▶ Job: Collect and copy each line below that contains the word "with". Case matters, so a match must have the same capital and small letters.

▶ Extracted records:
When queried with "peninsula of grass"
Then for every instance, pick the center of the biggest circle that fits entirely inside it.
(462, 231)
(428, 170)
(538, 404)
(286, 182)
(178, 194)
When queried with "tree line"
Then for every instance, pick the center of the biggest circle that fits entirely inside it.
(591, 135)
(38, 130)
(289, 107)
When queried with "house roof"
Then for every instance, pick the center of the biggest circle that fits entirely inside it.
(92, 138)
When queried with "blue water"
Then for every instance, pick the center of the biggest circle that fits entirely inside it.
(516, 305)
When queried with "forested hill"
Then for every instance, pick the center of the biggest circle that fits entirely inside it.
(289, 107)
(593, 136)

---

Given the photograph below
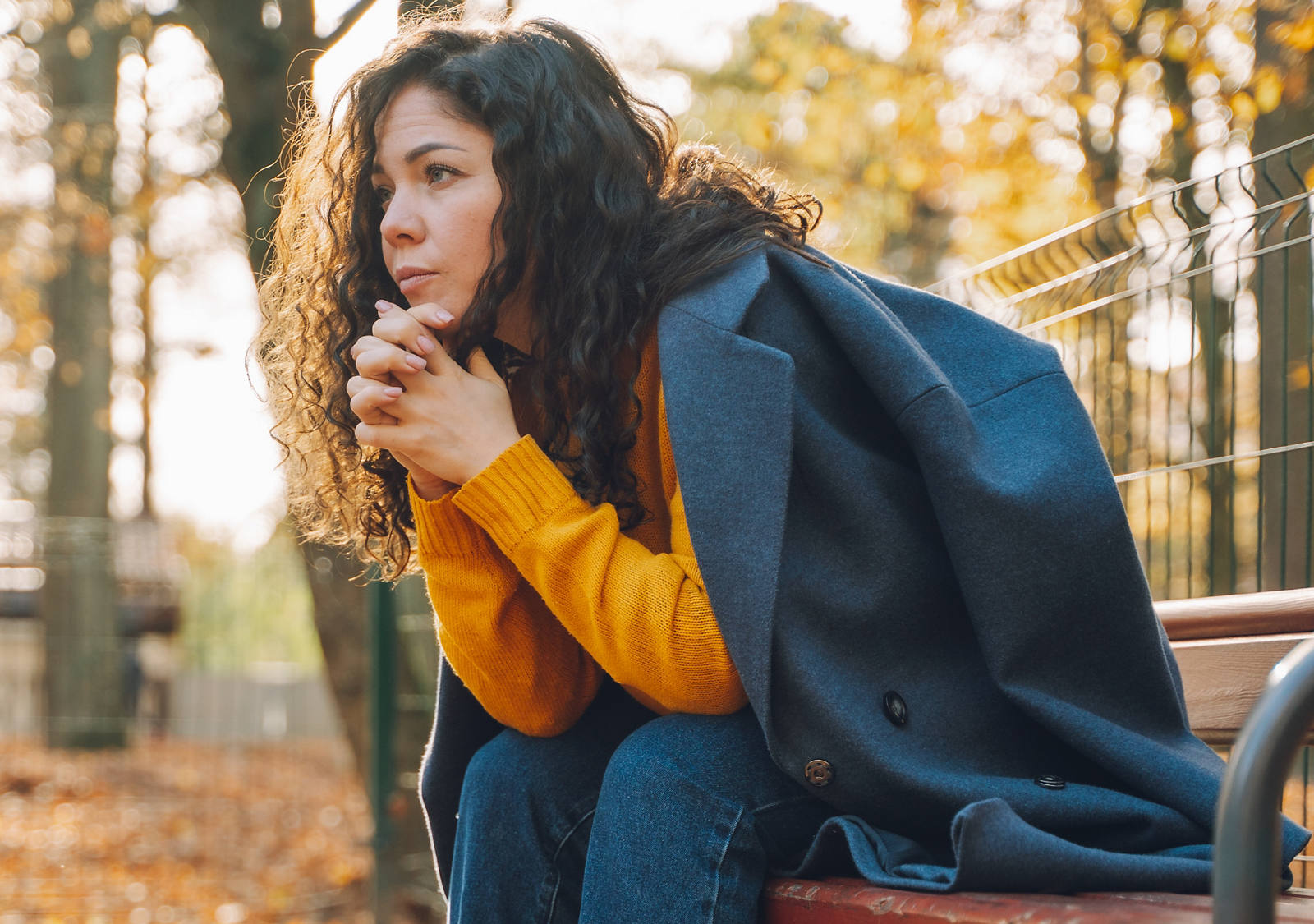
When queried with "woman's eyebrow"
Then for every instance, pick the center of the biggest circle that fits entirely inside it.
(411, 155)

▶ Result for this exercise:
When queried with "peninsula of grass"
When queried with "tree line"
When queried with "house roof"
When queried with "blue water"
When queried with "forested hill"
When queried with "woman's eyebrow"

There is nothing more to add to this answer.